# SOURCE DOCUMENT:
┌──

Indeed, one of the immediate consequences of higher interest rates is an increase in loan repayment obligations. As borrowing costs rise, borrowers may struggle to satisfy repayment obligations or financial covenants, triggering events of default, acceleration clauses, or the exercise of Material Adverse Change ("MAC") provisions where applicable. These pressures have increased the importance of consensual debt restructuring. Amendments to repayment schedules, covenant waivers, revised security packages, or additional credit support may offer commercially preferable alternatives to immediate enforcement, provided existing rights and security interests are carefully preserved.
Where restructuring proves unsuccessful, lenders may resort to enforcing guarantees and security interests in accordance with the facility documentation and applicable law. As reaffirmed in Union Bank of Nigeria Plc v. Ajabule (2011) 18 NWLR (Pt. 1278) 152, contractual security rights remain enforceable according to their terms. Against this backdrop, carefully drafted financing documentation and early restructuring efforts have become increasingly important in managing credit risk within a sustained high-interest-rate environment.

└──

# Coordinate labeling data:
┌──

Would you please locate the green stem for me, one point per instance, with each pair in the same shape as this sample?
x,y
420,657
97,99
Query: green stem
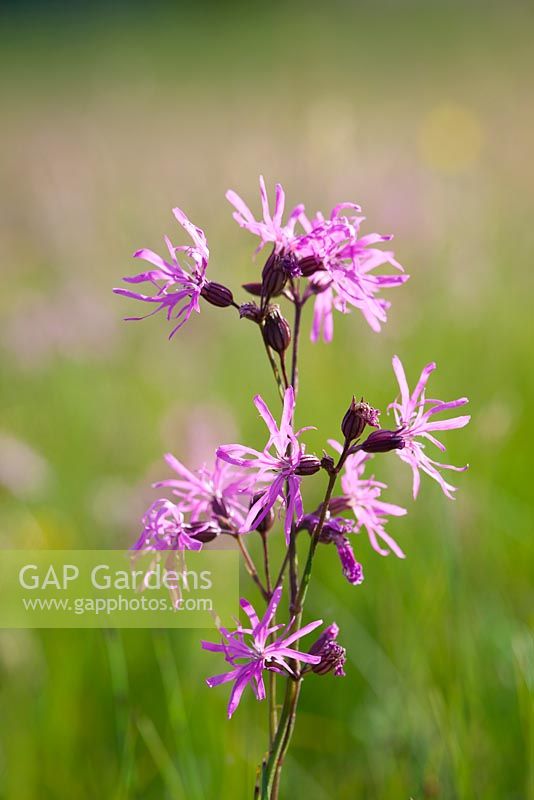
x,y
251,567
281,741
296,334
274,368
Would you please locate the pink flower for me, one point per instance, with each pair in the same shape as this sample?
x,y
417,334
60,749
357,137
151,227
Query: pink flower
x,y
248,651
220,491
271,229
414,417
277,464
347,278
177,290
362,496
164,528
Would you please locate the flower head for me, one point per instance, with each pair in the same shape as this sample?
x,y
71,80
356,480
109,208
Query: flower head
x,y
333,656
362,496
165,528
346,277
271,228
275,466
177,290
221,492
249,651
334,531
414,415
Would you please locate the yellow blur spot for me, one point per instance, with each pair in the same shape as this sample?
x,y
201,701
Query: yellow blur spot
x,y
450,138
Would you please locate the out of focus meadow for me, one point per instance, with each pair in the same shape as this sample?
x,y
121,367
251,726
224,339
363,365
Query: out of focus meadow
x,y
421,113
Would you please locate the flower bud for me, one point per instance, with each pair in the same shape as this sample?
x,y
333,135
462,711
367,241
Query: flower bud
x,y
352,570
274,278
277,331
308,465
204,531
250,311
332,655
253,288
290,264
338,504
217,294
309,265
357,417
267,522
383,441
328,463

└──

# TO-DO LIST:
1. Based on the passage on higher interest rates and loan restructuring, say whether each statement agrees with the text, answering yes or no and quoting the deciding words: (a) Higher interest rates increase loan repayment obligations. (b) Contractual security rights cannot be enforced according to their terms. (c) Amendments to repayment schedules may be alternatives to immediate enforcement.
2. Format the coordinate labeling rows as a numbered list, starting at the line that contains "Would you please locate the pink" and ending with the last line of the rows. Leave out any blank lines.
These rows are unrelated to the text.

# ANSWER LIST:
1.
(a) Yes: "one of the immediate consequences of higher interest rates is an increase in loan repayment obligations"
(b) No: "contractual security rights remain enforceable according to their terms"
(c) Yes: "Amendments to repayment schedules, covenant waivers, revised security packages, or additional credit support may offer commercially preferable alternatives to immediate enforcement"

2.
1. Would you please locate the pink flower for me, one point per instance, with each pair in the same shape as this sample?
2. x,y
3. 417,334
4. 60,749
5. 357,137
6. 151,227
7. Query: pink flower
8. x,y
9. 248,651
10. 220,491
11. 271,229
12. 414,417
13. 277,464
14. 347,278
15. 177,290
16. 362,496
17. 164,528
18. Would you please locate the flower head for me, one point per instance, with each pair in the same shape as this sample?
19. x,y
20. 71,80
21. 356,480
22. 109,208
23. Query: flower head
24. x,y
25. 333,656
26. 362,496
27. 165,528
28. 346,277
29. 271,228
30. 275,466
31. 177,290
32. 221,492
33. 249,651
34. 334,531
35. 414,415
36. Would you please locate the yellow blur spot for me, one point per instance, with each pair in the same shape as this sample?
37. x,y
38. 201,701
39. Query: yellow blur spot
40. x,y
41. 450,138
42. Would you please locate the out of focus meadow for me, one point per instance, with each pair in the same shape as this sample?
43. x,y
44. 121,367
45. 251,726
46. 224,339
47. 363,365
48. Query: out of focus meadow
49. x,y
50. 421,113
51. Would you please locate the flower bud for me, one point per instance, with each pair in the same shape as this sample?
52. x,y
53. 333,135
54. 462,711
55. 367,241
56. Query: flower bud
57. x,y
58. 352,570
59. 274,278
60. 277,331
61. 308,465
62. 204,531
63. 250,311
64. 332,655
65. 253,288
66. 290,264
67. 338,504
68. 217,294
69. 309,265
70. 357,417
71. 267,522
72. 383,441
73. 328,463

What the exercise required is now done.